§ **Excerpted text**
◇ ◇ ◇ ◇

# 1174
Not exactly an upbeat appraisal of where we are as a nation in our pandemic preparedness, this story today in The Federal Times looks at the inconsistent levels of preparedness around the country.
This is just an excerpt, follow the link to read the entire article.
One quibble, why do reporters keep referencing ancient statistics?
The `200,000 could die in a pandemic' apparently comes from a paper published in 1999 entitled The Economic Impact of Pandemic Influenza In the United States: Priorities for Intervention by Martin I. Meltzer, Nancy J. Cox, and Keiji Fukuda Centers for Disease Control and Prevention, Atlanta, Georgia, USA
We estimated the possible effects of the next influenza pandemic in the United States and analyzed the economic impact of vaccine-based interventions. Using death rates, hospitalization data, and outpatient visits, we estimated 89,000 to 207,000 deaths; 314,000 to 734,000 hospitalizations; 18 to 42 million outpatient visits; and 20 to 47 million additional illnesses.
This is a factoid that apparently won't die. It gets dredged up about once a week by some newspaper reporter somewhere around the country, but doesn't represent current thinking about the likely death toll in a severe pandemic.
I'll do the math.
If 40% of the nation were sickened by a pandemic, as alluded to in this article, that would mean 120 million would become infected. If only 200,000 died, that would mean that the mortality rate would be 1 person in 600.
Compare that to 1918, when roughly 1 person out of every 50 infected died, and the numbers would seem not only overly optimistic, but laughably so.
Three times more people died in 1918, when the population of the country was only 1/3rd of what it is today.
The Federal government is figuring that a 1918 style pandemic could kill as many as 2 million Americans, a number 10 times higher than this article presents.
But other than that lapse, this is a good article.
October 15, 2007
When you ask federal officials around the country if they are prepared for a pandemic flu, the answers are unsettling.
“It is kind of a train wreck if we get into a pandemic because if it hits the entire country at once, if it spreads at lightning speed, it has the potential to overwhelm us,” said Ray Morris, executive director of the Minnesota Federal Executive Board. “I would agree that even though a lot has been done, a lot more needs to be done.”
The country is overdue for an outbreak of pandemic influenza, officials with the Centers for Disease Control and Prevention warn. Concerns in recent years have focused on the possibility that the avian flu that has hit select parts of the world could morph into a deadly human-to-human disease for which there is no known cure.
CDC warns that such an outbreak could disable up to 40 percent of the federal work force — either by making them ill, killing them or forcing them to stay at home to care for ill relatives or as a safety precaution. In all, experts say, a pandemic could sicken as many as 40 percent of Americans and kill as many as 200,000.

◇ ◇ ◇ ◇

§ **Data for review**

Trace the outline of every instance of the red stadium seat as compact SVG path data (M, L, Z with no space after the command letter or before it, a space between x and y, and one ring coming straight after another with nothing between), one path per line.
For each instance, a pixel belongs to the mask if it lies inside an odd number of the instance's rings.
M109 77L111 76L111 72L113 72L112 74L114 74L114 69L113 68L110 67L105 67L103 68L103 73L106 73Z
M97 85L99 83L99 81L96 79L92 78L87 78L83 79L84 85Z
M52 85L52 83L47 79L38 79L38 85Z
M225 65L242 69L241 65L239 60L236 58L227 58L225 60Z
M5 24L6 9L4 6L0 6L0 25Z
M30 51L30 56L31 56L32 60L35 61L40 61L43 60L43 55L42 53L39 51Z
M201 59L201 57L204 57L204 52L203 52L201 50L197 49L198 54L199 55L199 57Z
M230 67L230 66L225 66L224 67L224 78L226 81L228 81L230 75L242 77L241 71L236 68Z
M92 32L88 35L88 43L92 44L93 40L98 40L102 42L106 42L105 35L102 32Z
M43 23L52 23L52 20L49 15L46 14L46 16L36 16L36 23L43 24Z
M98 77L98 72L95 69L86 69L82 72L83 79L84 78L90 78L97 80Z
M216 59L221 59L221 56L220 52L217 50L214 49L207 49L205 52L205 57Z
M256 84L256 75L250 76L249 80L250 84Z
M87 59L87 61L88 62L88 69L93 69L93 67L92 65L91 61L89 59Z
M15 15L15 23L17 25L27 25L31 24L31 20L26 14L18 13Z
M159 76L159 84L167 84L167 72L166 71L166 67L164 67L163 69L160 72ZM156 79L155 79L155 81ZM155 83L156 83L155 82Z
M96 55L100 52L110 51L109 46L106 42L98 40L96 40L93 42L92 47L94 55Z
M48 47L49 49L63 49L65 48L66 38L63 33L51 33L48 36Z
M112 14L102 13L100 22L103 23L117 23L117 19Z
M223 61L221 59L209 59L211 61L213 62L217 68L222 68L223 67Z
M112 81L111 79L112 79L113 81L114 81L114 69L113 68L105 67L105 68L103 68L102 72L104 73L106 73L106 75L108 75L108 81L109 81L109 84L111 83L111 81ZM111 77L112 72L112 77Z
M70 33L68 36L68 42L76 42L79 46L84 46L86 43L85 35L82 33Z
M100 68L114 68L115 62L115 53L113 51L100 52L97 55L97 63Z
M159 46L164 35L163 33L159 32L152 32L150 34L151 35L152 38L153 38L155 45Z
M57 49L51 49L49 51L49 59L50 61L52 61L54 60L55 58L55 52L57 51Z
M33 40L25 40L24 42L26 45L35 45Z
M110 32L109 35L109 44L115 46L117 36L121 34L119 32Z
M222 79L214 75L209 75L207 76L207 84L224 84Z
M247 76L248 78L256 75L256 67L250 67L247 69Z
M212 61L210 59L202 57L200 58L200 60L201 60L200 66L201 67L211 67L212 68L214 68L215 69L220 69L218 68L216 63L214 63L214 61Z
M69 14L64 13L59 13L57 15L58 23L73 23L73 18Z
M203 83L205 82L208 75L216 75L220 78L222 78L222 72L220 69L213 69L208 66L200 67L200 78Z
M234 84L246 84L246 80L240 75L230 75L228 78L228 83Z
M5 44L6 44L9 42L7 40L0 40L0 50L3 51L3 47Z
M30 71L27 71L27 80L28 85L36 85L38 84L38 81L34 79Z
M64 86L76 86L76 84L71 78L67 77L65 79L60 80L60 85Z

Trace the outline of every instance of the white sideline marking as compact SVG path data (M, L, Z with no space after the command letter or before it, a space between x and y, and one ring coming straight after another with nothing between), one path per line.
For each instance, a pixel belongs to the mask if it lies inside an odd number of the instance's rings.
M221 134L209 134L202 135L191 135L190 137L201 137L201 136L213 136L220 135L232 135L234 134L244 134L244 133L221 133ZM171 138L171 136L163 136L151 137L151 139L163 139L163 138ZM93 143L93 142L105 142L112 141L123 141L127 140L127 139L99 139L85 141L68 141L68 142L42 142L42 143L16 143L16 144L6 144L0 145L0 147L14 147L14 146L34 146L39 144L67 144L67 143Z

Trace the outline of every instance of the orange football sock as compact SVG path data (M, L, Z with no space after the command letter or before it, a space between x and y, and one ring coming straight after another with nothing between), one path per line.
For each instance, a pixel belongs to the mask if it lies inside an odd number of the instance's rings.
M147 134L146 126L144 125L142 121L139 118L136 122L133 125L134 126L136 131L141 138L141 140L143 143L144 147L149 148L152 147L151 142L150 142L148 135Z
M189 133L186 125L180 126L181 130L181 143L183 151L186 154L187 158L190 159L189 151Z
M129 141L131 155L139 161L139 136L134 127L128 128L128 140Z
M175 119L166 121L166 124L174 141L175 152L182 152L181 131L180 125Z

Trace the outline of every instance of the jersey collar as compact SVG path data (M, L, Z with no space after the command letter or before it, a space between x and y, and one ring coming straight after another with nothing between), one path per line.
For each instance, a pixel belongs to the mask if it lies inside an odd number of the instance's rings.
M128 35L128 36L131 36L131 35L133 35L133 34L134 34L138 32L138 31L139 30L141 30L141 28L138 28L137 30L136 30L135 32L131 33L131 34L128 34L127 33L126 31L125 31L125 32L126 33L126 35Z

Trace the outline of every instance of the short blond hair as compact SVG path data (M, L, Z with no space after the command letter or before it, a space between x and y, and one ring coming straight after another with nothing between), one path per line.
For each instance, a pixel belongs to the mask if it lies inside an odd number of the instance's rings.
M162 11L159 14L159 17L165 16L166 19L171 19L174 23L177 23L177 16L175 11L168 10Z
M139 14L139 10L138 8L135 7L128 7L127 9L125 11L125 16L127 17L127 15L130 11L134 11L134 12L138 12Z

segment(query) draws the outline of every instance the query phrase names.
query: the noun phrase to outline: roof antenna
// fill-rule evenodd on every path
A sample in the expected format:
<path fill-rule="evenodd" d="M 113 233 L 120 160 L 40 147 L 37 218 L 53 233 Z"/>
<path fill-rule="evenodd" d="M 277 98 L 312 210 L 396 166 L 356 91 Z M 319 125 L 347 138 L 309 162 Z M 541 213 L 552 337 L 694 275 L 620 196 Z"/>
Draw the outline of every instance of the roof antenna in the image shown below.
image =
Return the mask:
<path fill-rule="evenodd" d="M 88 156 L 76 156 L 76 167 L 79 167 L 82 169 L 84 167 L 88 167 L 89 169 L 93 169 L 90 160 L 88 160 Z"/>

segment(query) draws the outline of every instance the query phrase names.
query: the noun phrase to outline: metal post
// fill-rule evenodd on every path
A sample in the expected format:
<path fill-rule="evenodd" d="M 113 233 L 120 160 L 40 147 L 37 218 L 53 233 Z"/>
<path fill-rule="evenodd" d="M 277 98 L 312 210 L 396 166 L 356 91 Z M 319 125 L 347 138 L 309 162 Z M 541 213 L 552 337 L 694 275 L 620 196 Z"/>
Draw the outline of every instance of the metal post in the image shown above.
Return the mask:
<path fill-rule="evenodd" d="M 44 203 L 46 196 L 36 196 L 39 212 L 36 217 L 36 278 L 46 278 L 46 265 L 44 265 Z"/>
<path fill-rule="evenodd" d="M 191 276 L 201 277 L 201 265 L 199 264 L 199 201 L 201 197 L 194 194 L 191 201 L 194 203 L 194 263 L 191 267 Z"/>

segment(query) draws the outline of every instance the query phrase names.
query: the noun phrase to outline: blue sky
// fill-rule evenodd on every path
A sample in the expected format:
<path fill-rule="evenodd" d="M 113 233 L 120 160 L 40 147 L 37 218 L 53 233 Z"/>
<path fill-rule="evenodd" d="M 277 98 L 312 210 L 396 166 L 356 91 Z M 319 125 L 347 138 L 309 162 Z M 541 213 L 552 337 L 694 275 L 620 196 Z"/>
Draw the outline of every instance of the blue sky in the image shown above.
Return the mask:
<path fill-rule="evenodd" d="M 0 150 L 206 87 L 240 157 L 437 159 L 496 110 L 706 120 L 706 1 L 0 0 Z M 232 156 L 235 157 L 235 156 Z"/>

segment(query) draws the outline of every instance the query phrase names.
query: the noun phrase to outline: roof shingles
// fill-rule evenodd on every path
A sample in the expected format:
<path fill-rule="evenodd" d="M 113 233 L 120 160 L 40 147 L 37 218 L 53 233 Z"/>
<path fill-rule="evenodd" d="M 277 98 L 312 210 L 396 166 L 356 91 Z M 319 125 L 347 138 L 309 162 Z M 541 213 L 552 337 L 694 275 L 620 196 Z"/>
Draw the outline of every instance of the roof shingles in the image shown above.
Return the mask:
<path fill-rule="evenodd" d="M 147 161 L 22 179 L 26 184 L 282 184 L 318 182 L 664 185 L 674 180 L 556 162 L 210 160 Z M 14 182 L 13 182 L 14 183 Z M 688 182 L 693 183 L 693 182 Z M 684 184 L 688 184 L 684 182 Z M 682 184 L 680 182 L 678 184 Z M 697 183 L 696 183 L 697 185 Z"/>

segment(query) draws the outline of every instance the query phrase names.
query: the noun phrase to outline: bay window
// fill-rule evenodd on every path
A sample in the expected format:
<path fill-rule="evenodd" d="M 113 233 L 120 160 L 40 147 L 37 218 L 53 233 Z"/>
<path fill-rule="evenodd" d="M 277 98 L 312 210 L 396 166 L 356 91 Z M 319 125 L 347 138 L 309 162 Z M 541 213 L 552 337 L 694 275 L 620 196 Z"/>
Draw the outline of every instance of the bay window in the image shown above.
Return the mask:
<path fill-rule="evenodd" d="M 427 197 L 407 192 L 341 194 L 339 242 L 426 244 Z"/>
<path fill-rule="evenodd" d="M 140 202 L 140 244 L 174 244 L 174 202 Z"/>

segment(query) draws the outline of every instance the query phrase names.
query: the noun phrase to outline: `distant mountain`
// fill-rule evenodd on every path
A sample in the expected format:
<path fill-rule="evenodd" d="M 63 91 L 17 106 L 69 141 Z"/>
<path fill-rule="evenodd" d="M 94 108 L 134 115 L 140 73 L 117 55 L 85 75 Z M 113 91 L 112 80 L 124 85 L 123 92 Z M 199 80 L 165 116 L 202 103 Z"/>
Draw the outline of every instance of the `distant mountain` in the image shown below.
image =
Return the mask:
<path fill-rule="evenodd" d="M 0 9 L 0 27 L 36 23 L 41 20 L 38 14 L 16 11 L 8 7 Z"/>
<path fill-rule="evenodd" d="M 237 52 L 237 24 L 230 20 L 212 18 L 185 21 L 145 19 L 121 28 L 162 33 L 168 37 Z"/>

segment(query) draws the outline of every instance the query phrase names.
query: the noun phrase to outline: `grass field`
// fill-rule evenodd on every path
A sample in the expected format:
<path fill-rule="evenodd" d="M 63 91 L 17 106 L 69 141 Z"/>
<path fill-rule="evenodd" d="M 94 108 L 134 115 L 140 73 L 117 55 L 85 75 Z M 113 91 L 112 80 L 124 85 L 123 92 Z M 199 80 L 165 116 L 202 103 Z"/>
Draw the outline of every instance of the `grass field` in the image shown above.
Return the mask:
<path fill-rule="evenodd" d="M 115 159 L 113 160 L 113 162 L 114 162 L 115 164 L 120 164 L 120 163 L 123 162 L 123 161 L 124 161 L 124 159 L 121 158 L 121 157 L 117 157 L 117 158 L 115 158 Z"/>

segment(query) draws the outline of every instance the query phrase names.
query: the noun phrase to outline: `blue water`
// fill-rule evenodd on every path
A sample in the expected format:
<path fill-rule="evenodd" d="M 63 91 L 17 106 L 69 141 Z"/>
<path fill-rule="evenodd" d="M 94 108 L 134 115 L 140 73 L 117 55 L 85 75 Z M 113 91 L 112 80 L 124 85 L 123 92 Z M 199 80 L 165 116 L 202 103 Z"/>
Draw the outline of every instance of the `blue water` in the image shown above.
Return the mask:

◇ ◇ ◇ ◇

§ **Required action 1**
Repeat word for word the part of the pandemic preparedness post from "If 40% of the" up to and including "a good article.".
§ **Required action 2**
In the pandemic preparedness post, who is the executive director of the Minnesota Federal Executive Board?

§ **Response area 1**
If 40% of the nation were sickened by a pandemic, as alluded to in this article, that would mean 120 million would become infected. If only 200,000 died, that would mean that the mortality rate would be 1 person in 600.
Compare that to 1918, when roughly 1 person out of every 50 infected died, and the numbers would seem not only overly optimistic, but laughably so.
Three times more people died in 1918, when the population of the country was only 1/3rd of what it is today.
The Federal government is figuring that a 1918 style pandemic could kill as many as 2 million Americans, a number 10 times higher than this article presents.
But other than that lapse, this is a good article.

§ **Response area 2**
Ray Morris